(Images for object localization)
# # # # #

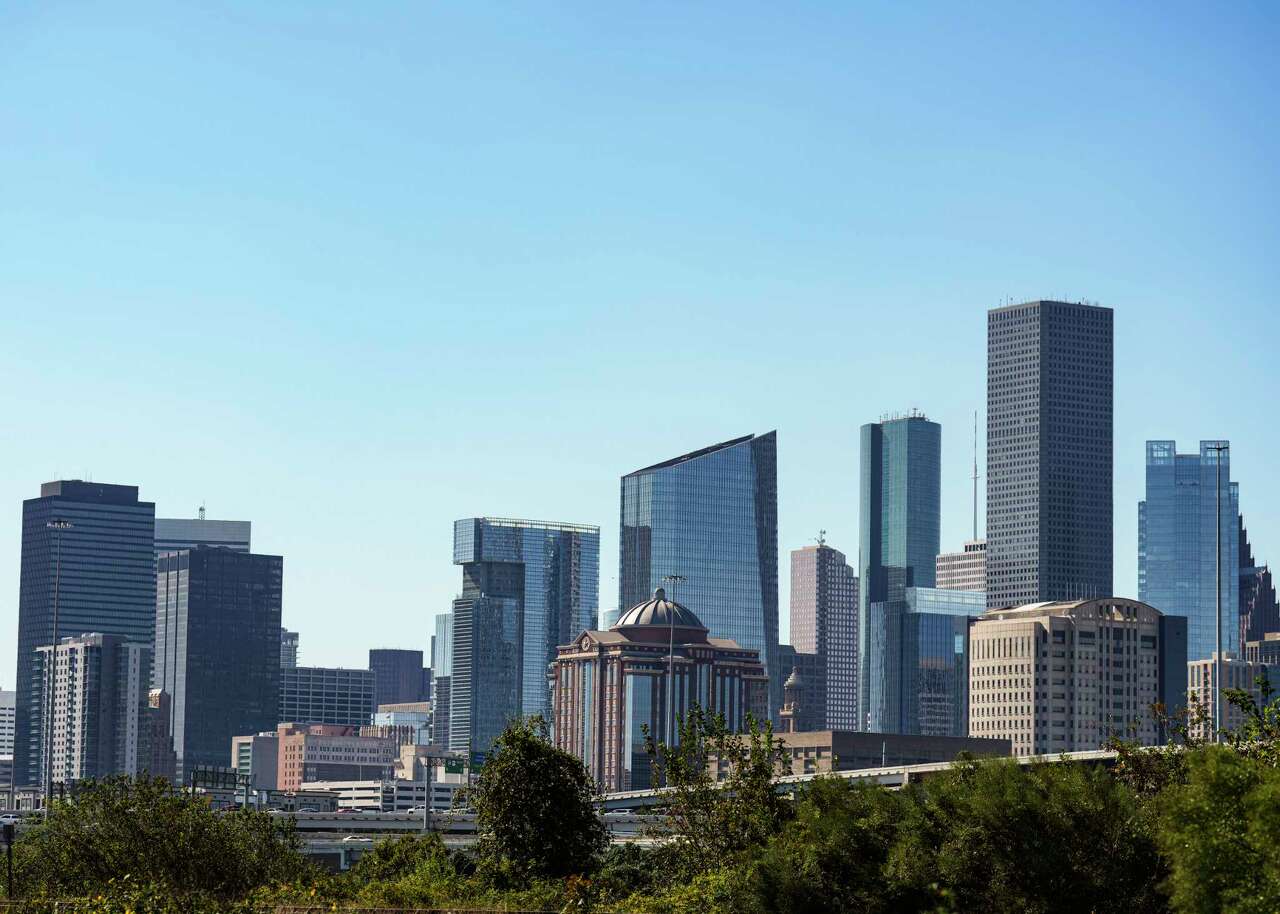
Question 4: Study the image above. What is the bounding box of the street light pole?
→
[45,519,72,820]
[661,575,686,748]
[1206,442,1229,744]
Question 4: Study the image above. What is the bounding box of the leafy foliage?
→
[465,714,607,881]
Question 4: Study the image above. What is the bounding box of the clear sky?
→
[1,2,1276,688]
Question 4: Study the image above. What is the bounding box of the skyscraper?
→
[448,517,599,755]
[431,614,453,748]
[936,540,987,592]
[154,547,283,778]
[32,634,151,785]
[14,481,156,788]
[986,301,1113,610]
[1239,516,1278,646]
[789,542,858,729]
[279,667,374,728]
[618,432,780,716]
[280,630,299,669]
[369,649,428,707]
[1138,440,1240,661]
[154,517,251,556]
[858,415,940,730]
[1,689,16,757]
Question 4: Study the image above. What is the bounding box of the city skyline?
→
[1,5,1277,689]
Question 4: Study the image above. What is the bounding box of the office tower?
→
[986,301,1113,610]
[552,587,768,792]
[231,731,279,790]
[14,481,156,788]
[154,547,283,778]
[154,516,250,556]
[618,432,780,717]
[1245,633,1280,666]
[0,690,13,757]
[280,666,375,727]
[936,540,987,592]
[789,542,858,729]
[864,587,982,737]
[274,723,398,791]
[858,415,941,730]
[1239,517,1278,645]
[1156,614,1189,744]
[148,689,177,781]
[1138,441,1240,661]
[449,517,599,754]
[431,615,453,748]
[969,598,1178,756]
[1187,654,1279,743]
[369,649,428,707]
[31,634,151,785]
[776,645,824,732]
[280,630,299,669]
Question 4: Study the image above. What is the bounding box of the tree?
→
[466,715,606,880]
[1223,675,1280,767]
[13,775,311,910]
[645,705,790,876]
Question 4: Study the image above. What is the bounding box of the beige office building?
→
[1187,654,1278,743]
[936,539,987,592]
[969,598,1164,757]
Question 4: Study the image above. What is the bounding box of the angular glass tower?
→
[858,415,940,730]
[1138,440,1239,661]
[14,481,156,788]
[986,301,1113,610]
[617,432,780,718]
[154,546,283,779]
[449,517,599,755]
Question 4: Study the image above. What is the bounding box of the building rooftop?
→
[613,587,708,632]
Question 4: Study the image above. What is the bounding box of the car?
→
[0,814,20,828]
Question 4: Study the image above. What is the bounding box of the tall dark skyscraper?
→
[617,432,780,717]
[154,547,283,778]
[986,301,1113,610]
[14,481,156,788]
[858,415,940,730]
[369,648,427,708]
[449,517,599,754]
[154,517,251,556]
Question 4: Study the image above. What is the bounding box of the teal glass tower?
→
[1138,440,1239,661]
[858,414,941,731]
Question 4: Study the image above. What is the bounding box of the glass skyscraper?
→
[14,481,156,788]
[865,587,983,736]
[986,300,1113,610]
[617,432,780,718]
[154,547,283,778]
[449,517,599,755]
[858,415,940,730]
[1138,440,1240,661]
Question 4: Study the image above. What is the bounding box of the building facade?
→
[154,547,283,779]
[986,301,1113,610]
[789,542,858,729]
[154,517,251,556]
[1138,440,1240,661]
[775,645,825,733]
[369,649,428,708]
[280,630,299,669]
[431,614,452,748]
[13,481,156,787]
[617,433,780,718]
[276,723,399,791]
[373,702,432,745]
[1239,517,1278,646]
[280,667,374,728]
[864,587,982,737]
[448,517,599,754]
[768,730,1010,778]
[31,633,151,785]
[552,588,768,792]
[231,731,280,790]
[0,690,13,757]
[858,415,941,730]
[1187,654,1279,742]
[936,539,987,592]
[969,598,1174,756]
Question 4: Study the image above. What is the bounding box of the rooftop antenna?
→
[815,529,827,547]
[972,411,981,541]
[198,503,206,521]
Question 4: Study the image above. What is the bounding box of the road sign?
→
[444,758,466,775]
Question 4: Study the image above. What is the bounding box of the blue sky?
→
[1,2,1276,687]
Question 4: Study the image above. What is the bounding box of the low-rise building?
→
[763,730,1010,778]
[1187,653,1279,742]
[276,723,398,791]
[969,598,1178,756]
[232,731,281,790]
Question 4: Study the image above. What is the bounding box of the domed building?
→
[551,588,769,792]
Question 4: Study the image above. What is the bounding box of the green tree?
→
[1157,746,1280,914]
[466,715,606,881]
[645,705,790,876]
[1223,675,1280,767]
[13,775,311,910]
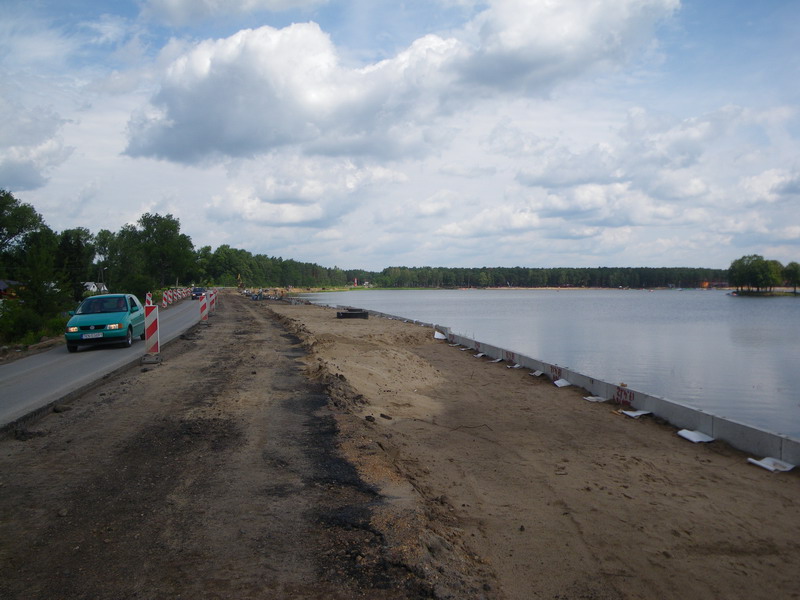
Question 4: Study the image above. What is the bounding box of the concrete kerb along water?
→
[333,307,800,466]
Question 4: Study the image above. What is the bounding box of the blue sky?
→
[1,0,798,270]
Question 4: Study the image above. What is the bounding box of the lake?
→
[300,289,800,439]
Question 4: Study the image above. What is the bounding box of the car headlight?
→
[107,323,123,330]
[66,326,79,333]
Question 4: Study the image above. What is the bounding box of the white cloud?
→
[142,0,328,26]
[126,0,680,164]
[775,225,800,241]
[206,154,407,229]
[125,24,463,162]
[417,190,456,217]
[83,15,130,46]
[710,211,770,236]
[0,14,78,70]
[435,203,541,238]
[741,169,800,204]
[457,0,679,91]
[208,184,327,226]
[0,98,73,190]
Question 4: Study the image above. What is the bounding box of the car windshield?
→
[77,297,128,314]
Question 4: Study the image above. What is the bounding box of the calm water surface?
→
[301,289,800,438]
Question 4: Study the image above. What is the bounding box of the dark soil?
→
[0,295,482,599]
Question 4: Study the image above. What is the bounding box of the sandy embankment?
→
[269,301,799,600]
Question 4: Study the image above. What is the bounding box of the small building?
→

# # # # #

| Instructions for the task |
Could the entries above be written out word for word, with no pictures?

| Result |
Question 4: Study the image above. What is the bounding box of the street light pole?
→
[45,519,72,820]
[661,575,686,748]
[1206,442,1229,744]
Question 4: Study the image above. What is the bounding box of the leafy foliage?
→
[465,714,607,881]
Question 4: Study the image above. What is the bounding box of the clear sky?
→
[1,2,1276,688]
Question 4: Study the image above. What is the bounding box of the skyscraper?
→
[448,517,599,755]
[431,614,453,748]
[936,540,987,592]
[154,547,283,778]
[32,634,151,785]
[14,481,156,788]
[986,301,1113,610]
[1239,516,1278,646]
[789,542,858,729]
[279,667,374,728]
[618,432,780,716]
[280,630,299,669]
[369,649,428,707]
[1138,440,1240,661]
[154,517,251,556]
[858,415,940,730]
[1,689,16,757]
Question 4: Study the image above. What is the bounding box of the city skyline?
→
[1,5,1277,689]
Question 4: Study the image above. What is the bounding box of the office tower?
→
[986,301,1113,610]
[552,587,768,792]
[231,731,279,790]
[14,481,156,788]
[154,547,283,778]
[154,516,250,556]
[618,432,780,717]
[1245,633,1280,666]
[0,690,13,757]
[280,666,375,727]
[936,540,987,592]
[789,542,858,729]
[864,587,982,737]
[274,723,398,791]
[858,415,941,730]
[1239,517,1278,645]
[1156,614,1189,744]
[148,689,177,781]
[1138,441,1240,661]
[449,517,599,754]
[431,615,453,748]
[969,598,1178,756]
[1187,654,1279,743]
[369,649,428,707]
[31,634,151,785]
[776,645,824,732]
[280,630,299,669]
Question 4: Study the image above. What is the bounding box of the tree?
→
[466,715,606,880]
[1223,675,1280,767]
[13,775,311,910]
[645,705,790,876]
Question 4: Study the image above. What is the bounding box of the beige office building?
→
[1187,654,1278,743]
[936,539,987,592]
[969,598,1164,757]
Question 4: Study the image above. What is the bounding box of the angular glass tower?
→
[858,415,940,730]
[1138,440,1239,661]
[14,481,156,788]
[986,301,1113,610]
[617,432,780,718]
[154,546,283,779]
[449,517,599,755]
Question 4: Study the image above. What is the bounding box of the building rooftop?
→
[613,587,708,632]
Question 4: Study the image above. What is the bounding box of the car?
→
[0,814,20,828]
Question 4: Study the image above. What is the bounding box of the tall dark skyscraper?
→
[617,432,780,717]
[154,547,283,778]
[986,301,1113,610]
[14,481,156,788]
[858,415,940,730]
[369,648,427,708]
[449,517,599,754]
[154,517,251,556]
Question 4: Study the image above. What is the bounding box of the teal glass tower?
→
[1138,440,1239,661]
[858,414,941,731]
Question 4: Study the image above. What is the bounding box of the glass skyscraper?
→
[14,481,156,788]
[865,587,983,736]
[986,300,1113,610]
[617,432,780,718]
[154,547,283,778]
[449,517,599,755]
[858,415,940,730]
[1138,440,1240,661]
Question 4: Study the image above. What is the bounding box of the building facade?
→
[154,547,283,779]
[986,301,1113,610]
[789,542,858,729]
[154,517,251,556]
[1138,440,1240,661]
[775,645,825,733]
[369,649,428,708]
[280,630,299,669]
[431,614,452,748]
[13,481,156,787]
[617,433,780,718]
[276,723,399,791]
[373,702,432,745]
[1239,517,1278,646]
[280,667,374,728]
[864,587,982,737]
[448,517,599,754]
[768,730,1010,778]
[31,633,151,785]
[552,588,768,792]
[231,731,280,790]
[0,690,13,757]
[858,415,941,730]
[1187,654,1279,742]
[936,539,987,592]
[969,598,1174,756]
Question 4: Study the image above. What is the bounding box of the rooftop antenna?
→
[815,529,827,547]
[972,411,981,541]
[198,503,206,521]
Question 4: Study the image above. What is the bounding box of the road sign?
→
[444,758,466,775]
Question 4: Study the image above. What is the bounding box of the blue sky?
→
[1,2,1276,687]
Question 4: Study the image above. What is the bounding box of the low-rise building?
→
[763,730,1010,778]
[1187,653,1279,742]
[276,723,398,791]
[969,598,1178,756]
[232,731,281,790]
Question 4: Study the image above. What is the bounding box of the domed building?
→
[551,588,769,792]
Question 4: Study the image above. What is the bounding box of the green tree?
→
[1157,746,1280,914]
[466,715,606,881]
[645,705,790,876]
[1223,675,1280,767]
[13,775,311,910]
Question 4: Study the image above. What is the bounding box of the concrete kerb along water?
→
[333,307,800,466]
Question 4: Study the image above. What is the bounding box of the blue sky?
→
[1,0,798,270]
Question 4: Study the image above. What is the bounding box of the lake?
→
[300,289,800,439]
Question 4: Study the image above. What is the bounding box of the car headlight?
→
[107,323,123,330]
[66,326,79,333]
Question 4: Study the image above. What is the bounding box of the white cloud?
→
[142,0,328,26]
[126,0,680,164]
[775,225,800,241]
[206,154,407,229]
[125,24,463,162]
[417,190,456,217]
[83,15,130,46]
[710,211,770,236]
[0,14,78,70]
[435,203,541,238]
[741,169,800,204]
[457,0,679,91]
[208,184,327,226]
[0,98,73,190]
Question 4: Study the image above. What is the bounding box of the car windshield?
→
[77,297,128,314]
Question 4: Study the image above. What is the bounding box of the calm water surface?
→
[301,289,800,438]
Question 4: Study the image above. What is the bounding box of the dark soil?
→
[0,295,482,599]
Question 4: Study the image above. What is the bounding box of the sandy embankment?
→
[269,301,799,600]
Question 4: Study the image above. What is the bounding box of the small building?
→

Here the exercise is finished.